### TASKS TO COMPLETE
1. Rewrite the play description, beginning at "Sarah Waters's story" and stopping after "are hidden there.", with "courage" in place of "heroism".
2. List every setting in which the play description says the scenes take place.

:: TEXT EXTRACT

It's the late 1940s. Calm has returned to London and five people are recovering from the chaos of war.

In scenes set in a quiet dating agency, a bombed-out church and a prison cell, the stories of these five lives begin to intertwine and we uncover the desire and regret that has bound them together.

Sarah Waters's story of illicit love and everyday heroism takes us from a dazed and shattered post-war Britain back into the heart of the Blitz, towards the secrets that are hidden there.

Olivier-nominated playwright Hattie Naylor has created a thrilling and theatrically inventive adaptation of a great modern novel.

The stage adaptation of The Night Watch was premiered at the Royal Exchange Theatre, Manchester, on 16 May 2016.

::::
:: STORED ROWS

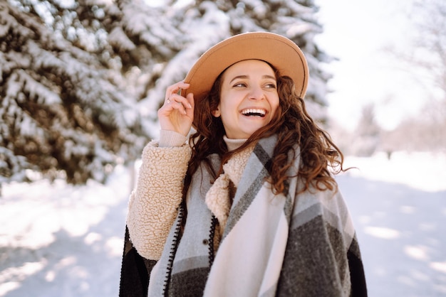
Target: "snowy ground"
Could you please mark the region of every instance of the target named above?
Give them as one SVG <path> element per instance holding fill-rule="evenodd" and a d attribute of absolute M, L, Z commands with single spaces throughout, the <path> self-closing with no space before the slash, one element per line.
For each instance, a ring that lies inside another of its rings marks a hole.
<path fill-rule="evenodd" d="M 338 176 L 370 296 L 446 296 L 446 155 L 348 158 Z M 117 296 L 129 171 L 4 185 L 0 296 Z"/>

::::

### TASK-BY-TASK OUTPUTS
1.
Sarah Waters's story of illicit love and everyday courage takes us from a dazed and shattered post-war Britain back into the heart of the Blitz, towards the secrets that are hidden there.

2.
- a quiet dating agency
- a bombed-out church
- a prison cell